(begin)

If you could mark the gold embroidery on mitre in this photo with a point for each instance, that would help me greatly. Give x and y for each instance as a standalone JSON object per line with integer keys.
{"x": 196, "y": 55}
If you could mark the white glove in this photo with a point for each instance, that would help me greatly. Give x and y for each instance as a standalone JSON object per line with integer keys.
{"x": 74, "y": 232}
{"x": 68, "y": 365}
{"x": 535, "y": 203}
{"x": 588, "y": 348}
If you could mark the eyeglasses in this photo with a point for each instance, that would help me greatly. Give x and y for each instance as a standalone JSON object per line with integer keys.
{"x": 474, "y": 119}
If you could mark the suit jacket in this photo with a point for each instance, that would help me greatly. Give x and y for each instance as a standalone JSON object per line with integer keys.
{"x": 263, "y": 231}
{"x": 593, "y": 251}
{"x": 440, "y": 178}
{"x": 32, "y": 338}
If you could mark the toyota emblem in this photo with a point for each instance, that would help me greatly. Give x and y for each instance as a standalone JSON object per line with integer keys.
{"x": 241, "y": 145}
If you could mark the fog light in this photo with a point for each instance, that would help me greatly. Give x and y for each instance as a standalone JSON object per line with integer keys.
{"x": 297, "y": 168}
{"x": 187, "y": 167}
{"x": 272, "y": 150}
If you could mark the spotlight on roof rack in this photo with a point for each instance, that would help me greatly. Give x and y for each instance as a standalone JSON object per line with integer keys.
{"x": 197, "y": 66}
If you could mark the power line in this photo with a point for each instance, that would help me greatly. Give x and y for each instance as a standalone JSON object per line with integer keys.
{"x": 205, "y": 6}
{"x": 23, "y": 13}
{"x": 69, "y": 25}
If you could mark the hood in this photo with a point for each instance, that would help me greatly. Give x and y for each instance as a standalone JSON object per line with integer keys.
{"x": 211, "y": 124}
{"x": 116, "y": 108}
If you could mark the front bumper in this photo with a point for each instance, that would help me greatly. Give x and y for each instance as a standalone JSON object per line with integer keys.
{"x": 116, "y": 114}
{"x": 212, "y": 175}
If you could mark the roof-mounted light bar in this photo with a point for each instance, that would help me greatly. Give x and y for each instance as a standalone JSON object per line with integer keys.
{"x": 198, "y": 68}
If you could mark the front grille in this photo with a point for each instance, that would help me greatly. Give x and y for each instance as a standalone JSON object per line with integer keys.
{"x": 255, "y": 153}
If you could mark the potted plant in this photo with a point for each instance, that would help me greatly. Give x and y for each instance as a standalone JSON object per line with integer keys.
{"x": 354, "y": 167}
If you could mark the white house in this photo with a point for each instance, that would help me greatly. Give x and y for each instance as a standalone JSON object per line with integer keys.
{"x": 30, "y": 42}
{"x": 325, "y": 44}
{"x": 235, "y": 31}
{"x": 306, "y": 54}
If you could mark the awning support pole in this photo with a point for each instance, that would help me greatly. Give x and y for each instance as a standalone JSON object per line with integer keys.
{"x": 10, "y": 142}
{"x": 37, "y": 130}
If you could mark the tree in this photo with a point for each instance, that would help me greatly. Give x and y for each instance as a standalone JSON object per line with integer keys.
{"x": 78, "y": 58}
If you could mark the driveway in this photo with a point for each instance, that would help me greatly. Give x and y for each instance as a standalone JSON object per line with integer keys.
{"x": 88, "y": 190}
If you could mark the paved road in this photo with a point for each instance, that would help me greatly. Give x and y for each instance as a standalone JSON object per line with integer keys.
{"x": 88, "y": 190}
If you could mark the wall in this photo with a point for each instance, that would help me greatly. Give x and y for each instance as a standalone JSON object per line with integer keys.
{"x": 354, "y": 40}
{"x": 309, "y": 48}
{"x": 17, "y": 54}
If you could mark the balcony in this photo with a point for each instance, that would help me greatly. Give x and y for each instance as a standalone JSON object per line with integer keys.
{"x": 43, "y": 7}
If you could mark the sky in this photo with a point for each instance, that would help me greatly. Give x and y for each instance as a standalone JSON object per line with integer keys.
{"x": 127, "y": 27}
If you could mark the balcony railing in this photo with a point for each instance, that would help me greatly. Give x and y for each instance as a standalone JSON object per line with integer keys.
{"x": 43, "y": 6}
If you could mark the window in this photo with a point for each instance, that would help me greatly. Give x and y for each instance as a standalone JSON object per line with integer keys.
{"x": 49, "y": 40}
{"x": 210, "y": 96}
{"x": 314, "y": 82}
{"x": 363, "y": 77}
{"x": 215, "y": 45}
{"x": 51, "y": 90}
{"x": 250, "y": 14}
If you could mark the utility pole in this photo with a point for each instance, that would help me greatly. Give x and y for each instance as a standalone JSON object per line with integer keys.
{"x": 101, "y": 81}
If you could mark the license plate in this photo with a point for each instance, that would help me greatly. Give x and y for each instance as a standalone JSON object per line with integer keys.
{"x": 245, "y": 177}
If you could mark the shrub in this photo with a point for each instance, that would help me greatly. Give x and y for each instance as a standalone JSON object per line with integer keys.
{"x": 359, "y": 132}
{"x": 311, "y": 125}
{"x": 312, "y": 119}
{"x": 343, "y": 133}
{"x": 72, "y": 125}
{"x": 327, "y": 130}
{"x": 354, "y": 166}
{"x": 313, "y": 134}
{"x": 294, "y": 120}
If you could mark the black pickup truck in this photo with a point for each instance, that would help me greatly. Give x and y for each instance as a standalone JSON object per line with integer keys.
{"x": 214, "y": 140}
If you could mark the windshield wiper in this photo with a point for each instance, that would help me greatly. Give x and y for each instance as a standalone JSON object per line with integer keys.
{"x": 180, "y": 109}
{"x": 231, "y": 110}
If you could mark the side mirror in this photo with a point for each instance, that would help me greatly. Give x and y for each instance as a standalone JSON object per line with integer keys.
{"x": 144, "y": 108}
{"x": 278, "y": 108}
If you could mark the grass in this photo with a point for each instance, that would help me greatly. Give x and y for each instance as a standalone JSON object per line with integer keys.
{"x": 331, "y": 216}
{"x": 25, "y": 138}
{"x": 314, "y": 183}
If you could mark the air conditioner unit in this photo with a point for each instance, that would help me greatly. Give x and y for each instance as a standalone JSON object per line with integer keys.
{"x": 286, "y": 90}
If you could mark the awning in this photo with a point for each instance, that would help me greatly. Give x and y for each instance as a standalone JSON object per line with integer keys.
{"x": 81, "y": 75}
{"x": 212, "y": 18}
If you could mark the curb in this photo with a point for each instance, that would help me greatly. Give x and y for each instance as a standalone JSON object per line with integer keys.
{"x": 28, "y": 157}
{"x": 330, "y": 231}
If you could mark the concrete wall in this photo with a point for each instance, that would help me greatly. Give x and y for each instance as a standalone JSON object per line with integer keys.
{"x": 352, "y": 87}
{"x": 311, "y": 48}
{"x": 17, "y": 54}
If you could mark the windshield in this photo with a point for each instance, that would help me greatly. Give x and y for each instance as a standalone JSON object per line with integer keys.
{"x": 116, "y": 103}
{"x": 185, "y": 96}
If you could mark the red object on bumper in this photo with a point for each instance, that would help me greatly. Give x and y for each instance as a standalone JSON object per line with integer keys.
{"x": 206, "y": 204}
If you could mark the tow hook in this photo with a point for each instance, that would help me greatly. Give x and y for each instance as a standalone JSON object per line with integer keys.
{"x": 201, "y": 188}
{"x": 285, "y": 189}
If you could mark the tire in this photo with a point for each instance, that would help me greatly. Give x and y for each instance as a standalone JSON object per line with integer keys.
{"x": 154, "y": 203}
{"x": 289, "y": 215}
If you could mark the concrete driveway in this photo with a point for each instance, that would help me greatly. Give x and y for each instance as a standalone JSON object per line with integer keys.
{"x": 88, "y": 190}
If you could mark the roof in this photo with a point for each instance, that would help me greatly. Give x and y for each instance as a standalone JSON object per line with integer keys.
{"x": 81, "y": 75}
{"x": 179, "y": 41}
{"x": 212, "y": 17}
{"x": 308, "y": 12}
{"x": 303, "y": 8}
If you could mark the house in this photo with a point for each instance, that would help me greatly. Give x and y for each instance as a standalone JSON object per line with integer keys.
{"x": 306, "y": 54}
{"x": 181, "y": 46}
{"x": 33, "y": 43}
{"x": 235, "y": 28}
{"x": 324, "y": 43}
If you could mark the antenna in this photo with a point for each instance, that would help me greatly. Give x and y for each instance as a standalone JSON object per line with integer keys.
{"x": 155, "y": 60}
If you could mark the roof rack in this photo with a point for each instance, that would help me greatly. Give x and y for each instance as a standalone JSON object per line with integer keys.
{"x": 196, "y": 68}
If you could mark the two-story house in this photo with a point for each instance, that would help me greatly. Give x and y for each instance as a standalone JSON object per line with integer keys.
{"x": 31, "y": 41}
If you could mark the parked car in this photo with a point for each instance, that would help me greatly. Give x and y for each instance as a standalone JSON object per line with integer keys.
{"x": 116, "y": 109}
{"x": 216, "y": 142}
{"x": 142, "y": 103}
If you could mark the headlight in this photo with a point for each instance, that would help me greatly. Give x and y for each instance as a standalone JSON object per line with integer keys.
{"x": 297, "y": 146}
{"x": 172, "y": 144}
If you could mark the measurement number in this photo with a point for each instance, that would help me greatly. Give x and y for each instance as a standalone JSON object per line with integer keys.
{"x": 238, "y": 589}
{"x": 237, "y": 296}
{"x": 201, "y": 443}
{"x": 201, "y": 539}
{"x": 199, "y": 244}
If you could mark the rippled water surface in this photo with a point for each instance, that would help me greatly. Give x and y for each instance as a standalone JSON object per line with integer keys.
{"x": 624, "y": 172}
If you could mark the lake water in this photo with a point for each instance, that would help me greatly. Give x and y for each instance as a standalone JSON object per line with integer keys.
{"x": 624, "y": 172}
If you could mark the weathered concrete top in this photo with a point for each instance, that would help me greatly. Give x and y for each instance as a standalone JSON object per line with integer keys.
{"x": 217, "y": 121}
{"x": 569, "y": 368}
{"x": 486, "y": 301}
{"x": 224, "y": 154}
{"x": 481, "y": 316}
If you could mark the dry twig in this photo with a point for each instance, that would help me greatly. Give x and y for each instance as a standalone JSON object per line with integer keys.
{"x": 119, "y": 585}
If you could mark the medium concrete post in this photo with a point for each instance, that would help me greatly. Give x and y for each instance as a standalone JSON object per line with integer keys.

(end)

Extract, verbatim, the lines from the one containing "If you could mark the two-story" through the last line of the listing above.

_The solution:_
If you could mark the two-story house in this photo with a point for each instance, that would help me greatly. Give x and y for each instance as a standalone JSON object per line with integer keys.
{"x": 31, "y": 41}
If you could mark the parked car in this photo with a point for each instance, that would help me greatly. Give x and y for each instance as a standalone JSON object per line with integer keys.
{"x": 116, "y": 109}
{"x": 216, "y": 142}
{"x": 142, "y": 103}
If you could mark the headlight in this photo with a point for each instance, that would help me greatly. Give x and y for each instance as a standalone JSON object per line with integer keys.
{"x": 297, "y": 146}
{"x": 172, "y": 144}
If you could mark the measurement number in this photo with a point for each instance, that would help me greatly. Give x and y for each instance as a standalone JSON object per line with integer keys.
{"x": 238, "y": 589}
{"x": 237, "y": 296}
{"x": 201, "y": 443}
{"x": 201, "y": 539}
{"x": 199, "y": 244}
If you could mark the rippled water surface in this photo with a point for each instance, that would help me greatly. Give x and y for each instance as a standalone JSON object per line with integer keys.
{"x": 624, "y": 172}
If you could mark the lake water in this photo with a point for each instance, that would help me greatly. Give x and y for each instance as a standalone JSON object per line with integer keys.
{"x": 624, "y": 172}
If you could mark the weathered concrete top in this photo with a point for each instance, that would help me greatly. Give x and y for each instance as a standalone JSON object per line with integer keys.
{"x": 217, "y": 121}
{"x": 569, "y": 368}
{"x": 486, "y": 301}
{"x": 224, "y": 154}
{"x": 481, "y": 316}
If you could mark the dry twig in this photo with a point for each instance, that would help me greatly. Give x and y for each instance as a standalone JSON object per line with integer keys.
{"x": 119, "y": 585}
If you could mark the medium concrete post in this photo with a point for each instance, that would help me greatly. Give x and y for each instance as a standalone JSON object per line with integer keys.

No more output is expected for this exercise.